WHAT THE TASK ASKS
Can you write out all the records below again, substituting "click point" for every "reference point" and leaving everything else unchanged?

(Recorded data)
== == ==

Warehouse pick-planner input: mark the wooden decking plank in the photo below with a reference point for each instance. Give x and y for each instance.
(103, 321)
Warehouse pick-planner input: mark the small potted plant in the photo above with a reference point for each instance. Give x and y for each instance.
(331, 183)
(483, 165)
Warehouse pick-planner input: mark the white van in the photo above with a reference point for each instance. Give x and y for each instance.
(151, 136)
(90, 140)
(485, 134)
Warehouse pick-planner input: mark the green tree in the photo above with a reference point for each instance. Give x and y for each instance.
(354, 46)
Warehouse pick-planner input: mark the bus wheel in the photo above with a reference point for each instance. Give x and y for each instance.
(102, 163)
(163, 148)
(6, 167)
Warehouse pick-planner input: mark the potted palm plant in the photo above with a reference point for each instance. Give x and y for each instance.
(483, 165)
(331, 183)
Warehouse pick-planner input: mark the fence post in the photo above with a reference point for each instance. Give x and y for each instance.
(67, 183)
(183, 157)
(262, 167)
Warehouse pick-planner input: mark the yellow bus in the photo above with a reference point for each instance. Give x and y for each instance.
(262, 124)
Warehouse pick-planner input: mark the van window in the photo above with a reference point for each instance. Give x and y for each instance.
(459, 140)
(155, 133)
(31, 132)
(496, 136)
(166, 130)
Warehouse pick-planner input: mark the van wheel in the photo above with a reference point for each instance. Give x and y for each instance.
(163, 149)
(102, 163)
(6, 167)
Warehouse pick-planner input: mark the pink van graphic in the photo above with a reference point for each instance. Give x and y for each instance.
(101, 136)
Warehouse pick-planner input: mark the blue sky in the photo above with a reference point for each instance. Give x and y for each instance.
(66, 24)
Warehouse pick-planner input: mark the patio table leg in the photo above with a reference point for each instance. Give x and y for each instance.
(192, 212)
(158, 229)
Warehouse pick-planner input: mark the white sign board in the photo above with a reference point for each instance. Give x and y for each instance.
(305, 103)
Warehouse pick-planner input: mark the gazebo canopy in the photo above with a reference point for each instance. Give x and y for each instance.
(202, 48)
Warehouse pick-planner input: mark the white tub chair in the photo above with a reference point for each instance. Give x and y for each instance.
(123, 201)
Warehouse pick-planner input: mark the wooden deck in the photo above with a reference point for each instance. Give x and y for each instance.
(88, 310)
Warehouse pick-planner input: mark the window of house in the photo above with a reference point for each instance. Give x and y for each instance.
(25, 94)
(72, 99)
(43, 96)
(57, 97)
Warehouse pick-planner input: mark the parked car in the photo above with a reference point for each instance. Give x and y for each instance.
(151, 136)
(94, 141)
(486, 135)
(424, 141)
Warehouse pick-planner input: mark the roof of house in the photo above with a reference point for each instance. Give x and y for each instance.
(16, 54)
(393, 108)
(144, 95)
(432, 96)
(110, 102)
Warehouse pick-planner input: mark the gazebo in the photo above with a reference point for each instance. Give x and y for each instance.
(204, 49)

== == ==

SOLUTION TO THIS EXERCISE
Warehouse pick-planner input: mark the wooden decking plank in the photo below with a click point for each instance. Give x and y for each instance.
(103, 321)
Warehouse pick-planner input: mark the small potted plant in the photo above with a click point for each instance. Give x and y for each instance.
(331, 183)
(483, 165)
Warehouse pick-planner input: mark the white van in the photo above with a click point for each instance. Give x and y for each instance.
(151, 136)
(90, 140)
(485, 134)
Warehouse pick-planner input: mark the green tree in the photo above with a click point for each instance. Give x and y for each instance.
(354, 46)
Warehouse pick-planner input: mark the bus wheel in the photo above with a click point for each instance. Give x and y for each instance.
(102, 163)
(163, 148)
(6, 167)
Warehouse pick-planner input: mark the potted palm plant in the photo above with a click point for each instance. Give x and y for each instance.
(483, 165)
(331, 183)
Warehouse pick-planner input: mark the fence post in the photo above with a click point for each instance. Give x and y for each instance.
(67, 183)
(183, 157)
(262, 167)
Warehouse pick-planner input: mark the yellow bus in the photo above with a click point for each instance. Give x and y for each instance.
(262, 124)
Warehouse pick-planner input: mark the van window in the photo above with a click point for each instance. Give x and y for each instance.
(459, 140)
(155, 133)
(31, 132)
(496, 136)
(166, 130)
Warehouse pick-planner input: mark the van wheel in the photo above with a click point for each instance. Give x and y for each instance.
(163, 149)
(102, 163)
(6, 167)
Warehouse pick-planner input: mark the pink van graphic in the photo above with a click point for each instance. Give x and y for each instance.
(101, 136)
Warehouse pick-planner input: mark the blue sky in the photo above with a click point for each instance. Give x and y for each instance.
(66, 24)
Warehouse pick-planner input: mark the patio table leg in the photo above with a click point for each instance. Give x and y for each instance.
(192, 212)
(158, 229)
Warehouse pick-planner input: mark the white sign board in the photo above with a click point for each instance. Give x and y for each instance.
(305, 103)
Warehouse pick-planner input: mark the gazebo canopy in the photo above with a click point for each instance. Give x and y for each instance.
(202, 48)
Warehouse pick-planner input: mark the white tub chair in the photo above with a click point for each instance. Give x and y for each instance.
(123, 201)
Warehouse pick-planner input: mark the wooden deck in the photo above with a click point for each instance. Give x and y for each instance.
(88, 310)
Warehouse pick-planner input: mark the window of house in the photo above with a click point for each instance. Give x and y for each instance.
(25, 94)
(72, 99)
(43, 96)
(57, 97)
Warehouse pick-planner input: mark the parked car in the photo above with a click point for each instance. Give x and y for each instance.
(151, 136)
(94, 141)
(486, 135)
(424, 141)
Warehouse pick-planner input: mark the roof of house in the photo above with a click point for each instance. Give x and y for each instance.
(16, 54)
(393, 108)
(144, 95)
(432, 96)
(110, 102)
Warehouse pick-planner input: mark the gazebo in the photo above with a click point for each instance. Give x and y for each instance.
(204, 49)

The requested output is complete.